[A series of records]
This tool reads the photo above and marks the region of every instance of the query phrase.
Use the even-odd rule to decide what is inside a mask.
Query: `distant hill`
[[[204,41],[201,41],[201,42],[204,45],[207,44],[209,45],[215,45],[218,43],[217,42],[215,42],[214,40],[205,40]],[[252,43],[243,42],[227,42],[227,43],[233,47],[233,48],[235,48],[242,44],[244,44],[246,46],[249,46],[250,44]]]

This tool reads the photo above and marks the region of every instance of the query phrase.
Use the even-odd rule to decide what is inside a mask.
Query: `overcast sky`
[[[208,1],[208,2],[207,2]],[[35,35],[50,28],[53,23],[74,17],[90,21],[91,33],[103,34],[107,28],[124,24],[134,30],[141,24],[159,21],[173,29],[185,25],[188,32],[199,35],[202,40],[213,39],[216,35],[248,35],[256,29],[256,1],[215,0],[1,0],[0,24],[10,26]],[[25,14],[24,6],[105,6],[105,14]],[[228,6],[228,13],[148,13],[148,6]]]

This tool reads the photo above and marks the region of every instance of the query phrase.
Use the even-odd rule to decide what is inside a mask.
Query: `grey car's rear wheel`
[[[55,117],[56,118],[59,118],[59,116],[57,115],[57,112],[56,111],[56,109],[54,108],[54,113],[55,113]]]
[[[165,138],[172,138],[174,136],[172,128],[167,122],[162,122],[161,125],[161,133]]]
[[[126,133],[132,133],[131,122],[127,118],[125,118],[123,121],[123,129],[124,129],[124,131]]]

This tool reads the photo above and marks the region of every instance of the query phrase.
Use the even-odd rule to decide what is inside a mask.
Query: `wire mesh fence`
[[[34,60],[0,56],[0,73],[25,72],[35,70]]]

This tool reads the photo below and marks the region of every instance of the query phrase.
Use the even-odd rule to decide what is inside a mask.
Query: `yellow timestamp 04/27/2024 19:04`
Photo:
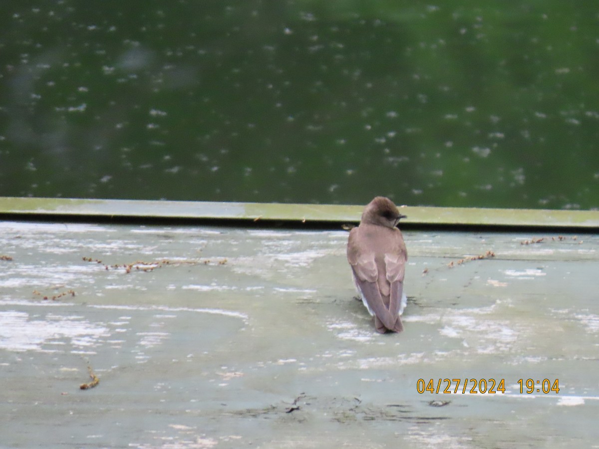
[[[558,379],[518,379],[518,384],[521,395],[531,395],[541,393],[559,393]],[[418,379],[416,383],[416,391],[420,394],[425,393],[443,395],[465,395],[481,393],[483,395],[504,394],[505,379]],[[518,390],[517,390],[518,391]]]

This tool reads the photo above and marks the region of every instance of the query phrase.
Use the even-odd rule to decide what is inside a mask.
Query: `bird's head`
[[[397,207],[389,198],[377,196],[364,208],[362,222],[394,228],[401,219],[406,218],[400,213]]]

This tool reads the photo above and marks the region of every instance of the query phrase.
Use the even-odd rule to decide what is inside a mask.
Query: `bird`
[[[377,196],[367,205],[360,224],[350,231],[347,261],[356,289],[371,315],[377,332],[401,332],[401,315],[407,298],[404,275],[408,259],[397,207],[385,196]]]

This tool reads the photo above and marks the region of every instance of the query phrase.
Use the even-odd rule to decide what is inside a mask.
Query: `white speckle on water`
[[[571,406],[574,405],[584,405],[585,399],[579,396],[565,396],[559,398],[558,405]]]
[[[503,272],[507,276],[513,276],[519,279],[534,279],[536,277],[547,275],[543,270],[537,268],[527,268],[524,271],[505,270]]]
[[[109,336],[104,326],[78,317],[49,314],[43,320],[31,320],[28,313],[0,311],[0,348],[9,351],[41,351],[43,345],[70,339],[75,346],[92,346]]]

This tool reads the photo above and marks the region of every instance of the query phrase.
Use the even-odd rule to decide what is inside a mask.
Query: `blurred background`
[[[0,196],[597,209],[599,8],[2,0]]]

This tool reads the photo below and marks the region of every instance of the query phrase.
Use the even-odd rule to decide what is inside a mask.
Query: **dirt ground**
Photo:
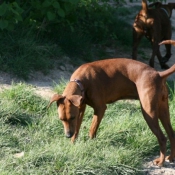
[[[174,2],[174,0],[168,0],[167,2]],[[134,5],[141,5],[141,1],[136,3],[128,3],[128,6],[132,8]],[[134,21],[134,19],[133,19]],[[175,27],[175,10],[173,12],[173,15],[171,17],[172,26]],[[175,31],[173,30],[172,39],[175,40]],[[112,51],[116,52],[116,51]],[[151,51],[148,51],[151,53]],[[164,53],[165,49],[164,46],[161,46],[161,52]],[[117,52],[116,52],[117,53]],[[131,54],[126,55],[118,52],[116,57],[129,57]],[[159,63],[156,60],[155,63],[155,69],[161,71],[161,68],[159,66]],[[175,47],[172,47],[172,57],[170,61],[168,62],[168,65],[171,66],[175,64]],[[76,68],[72,65],[66,65],[65,67],[62,67],[61,69],[53,69],[49,75],[43,75],[40,72],[35,72],[31,75],[30,80],[25,81],[25,83],[33,85],[36,89],[36,93],[41,95],[42,97],[46,99],[50,99],[50,97],[54,94],[53,92],[53,84],[58,83],[61,78],[64,78],[66,80],[69,80],[70,75]],[[171,80],[175,80],[175,73],[169,77]],[[24,82],[23,80],[15,77],[14,75],[10,75],[4,72],[0,72],[0,89],[3,88],[10,88],[11,83],[19,83]],[[146,163],[144,164],[145,167],[145,175],[174,175],[175,174],[175,163],[169,163],[165,162],[164,167],[159,168],[157,166],[154,166],[152,163],[152,160],[154,157],[151,157],[147,159]]]

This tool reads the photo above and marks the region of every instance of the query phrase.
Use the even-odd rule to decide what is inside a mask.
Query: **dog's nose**
[[[71,132],[71,131],[66,132],[67,138],[71,138],[72,136],[73,136],[73,132]]]

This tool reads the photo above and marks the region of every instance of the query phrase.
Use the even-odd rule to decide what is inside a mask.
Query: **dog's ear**
[[[81,102],[83,100],[83,97],[81,95],[71,95],[67,98],[73,105],[76,107],[79,107],[81,105]]]
[[[65,97],[62,96],[62,95],[54,94],[54,95],[52,96],[52,98],[50,99],[50,103],[49,103],[49,105],[47,106],[47,108],[49,108],[53,102],[55,102],[55,101],[58,102],[59,100],[64,99],[64,98],[65,98]]]

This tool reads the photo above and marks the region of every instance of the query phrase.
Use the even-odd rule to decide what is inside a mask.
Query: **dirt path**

PROBLEM DETAILS:
Set out every line of the records above as a Markdown table with the columns "Row" and "Record line," skipping blank lines and leaving out the pictures.

EXERCISE ANSWER:
| Row | Record line |
|---|---|
| 1 | This tool reads the photo above and marks the region of every instance of the query phrase. |
| 2 | Use the even-odd rule to decide what is inside a mask. |
| 3 | Query: `distant hill` |
| 4 | [[[204,41],[201,41],[201,42],[204,45],[207,44],[209,45],[215,45],[218,43],[217,42],[215,42],[214,40],[205,40]],[[252,43],[243,42],[227,42],[227,43],[233,47],[233,48],[235,48],[242,44],[244,44],[246,46],[249,46],[250,44]]] |
| 5 | This tool reads the photo above and marks the region of every instance of the query phrase. |
| 6 | Use the even-odd rule to decide what is inside a mask. |
| 7 | Query: `overcast sky` |
| 8 | [[[208,1],[208,2],[207,2]],[[35,35],[50,28],[53,23],[74,17],[90,21],[91,33],[103,34],[107,28],[124,24],[134,30],[141,24],[159,21],[173,29],[185,25],[188,32],[199,35],[202,40],[213,39],[216,35],[248,35],[256,29],[256,1],[215,0],[1,0],[0,24],[10,26]],[[25,14],[24,6],[105,6],[105,14]],[[228,6],[228,13],[148,13],[148,6]]] |
| 9 | This tool reads the photo above and marks the region of every instance of the query phrase. |
| 10 | Use the even-odd rule to decide what is inside a mask. |
| 11 | Query: `grey car's rear wheel` |
| 12 | [[[55,117],[56,118],[59,118],[59,116],[57,115],[57,112],[56,111],[56,109],[54,108],[54,113],[55,113]]] |
| 13 | [[[165,138],[172,138],[174,136],[172,128],[167,122],[162,122],[161,125],[161,133]]] |
| 14 | [[[126,133],[132,133],[131,122],[127,118],[125,118],[123,121],[123,129],[124,129],[124,131]]] |
| 15 | This tool reads the photo above and marks the region of every instance of the query phrase. |
| 16 | Use the even-odd rule to decide what is inside a mask. |
| 17 | Query: `wire mesh fence` |
| 18 | [[[34,60],[0,56],[0,73],[25,72],[35,70]]] |
| 19 | This tool reads the photo below and marks the region of every instance of the query phrase. |
| 20 | Use the even-odd rule to decide what is inside a mask. |
| 21 | Query: `yellow timestamp 04/27/2024 19:04` |
| 22 | Photo: |
| 23 | [[[558,379],[518,379],[518,384],[521,395],[531,395],[541,393],[559,393]],[[418,379],[416,383],[416,391],[420,394],[425,393],[443,395],[465,395],[481,393],[483,395],[504,394],[505,379]],[[518,390],[517,390],[518,391]]] |
| 24 | This tool reads the photo above and marks the region of every instance of the query phrase. |
| 25 | Use the even-odd rule to decide what is inside a mask. |
| 26 | Query: `bird's head` |
| 27 | [[[397,207],[389,198],[377,196],[364,208],[362,222],[394,228],[401,219],[406,218],[400,213]]] |
| 28 | This tool reads the photo above and marks the region of every instance of the query phrase. |
| 29 | Use the even-odd rule to decide what is inside a mask. |
| 30 | Query: `bird` |
| 31 | [[[377,196],[367,205],[360,224],[350,231],[347,261],[356,289],[371,315],[377,332],[401,332],[401,315],[407,298],[404,275],[408,259],[397,207],[385,196]]] |
| 32 | This tool reads the photo above and marks the region of every instance of the query phrase. |
| 33 | Use the even-odd rule to decide what is inside a mask. |
| 34 | Query: `white speckle on water` |
| 35 | [[[571,406],[574,405],[584,405],[585,399],[579,396],[565,396],[559,398],[558,405]]] |
| 36 | [[[503,272],[507,276],[513,276],[519,279],[534,279],[536,277],[547,275],[543,270],[537,268],[527,268],[524,271],[505,270]]] |
| 37 | [[[109,336],[104,326],[78,317],[49,314],[43,320],[31,320],[28,313],[0,311],[0,348],[9,351],[41,351],[43,345],[70,339],[75,346],[92,346]]] |
| 38 | This tool reads the photo above and marks the region of every instance of the query phrase. |
| 39 | Use the even-odd rule to decide what is inside a mask. |
| 40 | Query: `blurred background` |
| 41 | [[[0,196],[597,209],[599,8],[2,0]]] |
| 42 | This tool reads the photo below and marks the region of every instance of the query phrase. |
| 43 | Use the even-odd rule to decide what is inside a mask. |
| 44 | Query: **dirt ground** |
| 45 | Photo: |
| 46 | [[[174,2],[174,0],[168,0],[167,2]],[[134,5],[141,5],[141,1],[136,3],[128,3],[128,6],[132,8]],[[134,21],[134,19],[133,19]],[[175,27],[175,10],[173,12],[173,15],[171,17],[172,26]],[[175,31],[173,30],[172,39],[175,40]],[[112,51],[116,52],[116,51]],[[151,51],[148,51],[151,53]],[[164,53],[165,49],[164,46],[161,46],[161,52]],[[117,52],[116,52],[117,53]],[[131,54],[126,55],[118,52],[116,57],[129,57]],[[159,63],[156,60],[155,63],[155,69],[161,71],[161,68],[159,66]],[[175,47],[172,47],[172,57],[170,61],[168,62],[168,65],[171,66],[175,64]],[[76,68],[72,65],[66,65],[65,67],[62,67],[61,69],[53,69],[49,75],[43,75],[40,72],[35,72],[31,75],[30,80],[25,81],[25,83],[33,85],[36,89],[36,93],[41,95],[42,97],[46,99],[50,99],[50,97],[54,94],[53,92],[53,84],[58,83],[61,78],[64,78],[66,80],[69,80],[70,75]],[[171,80],[175,80],[175,73],[169,77]],[[24,82],[23,80],[15,77],[14,75],[10,75],[4,72],[0,72],[0,89],[3,88],[10,88],[11,83],[19,83]],[[146,163],[144,164],[145,167],[145,175],[174,175],[175,174],[175,163],[169,163],[165,162],[164,167],[159,168],[157,166],[154,166],[152,163],[152,160],[154,157],[151,157],[147,159]]] |
| 47 | This tool reads the photo above and marks the region of every instance of the query phrase. |
| 48 | Use the even-odd rule to decide what is inside a mask. |
| 49 | Query: **dog's nose** |
| 50 | [[[71,132],[71,131],[66,132],[67,138],[71,138],[72,136],[73,136],[73,132]]] |
| 51 | This tool reads the photo above and marks the region of every instance of the query phrase. |
| 52 | Use the even-odd rule to decide what is inside a mask. |
| 53 | Query: **dog's ear** |
| 54 | [[[81,102],[83,100],[83,97],[81,95],[71,95],[67,98],[73,105],[76,107],[79,107],[81,105]]] |
| 55 | [[[65,97],[62,96],[62,95],[54,94],[54,95],[52,96],[52,98],[50,99],[50,103],[49,103],[49,105],[47,106],[47,108],[49,108],[53,102],[55,102],[55,101],[58,102],[59,100],[64,99],[64,98],[65,98]]] |
| 56 | This tool reads the photo above and marks the region of every instance of the query phrase. |
| 57 | Use the even-odd rule to decide what is inside a mask. |
| 58 | Query: **dirt path** |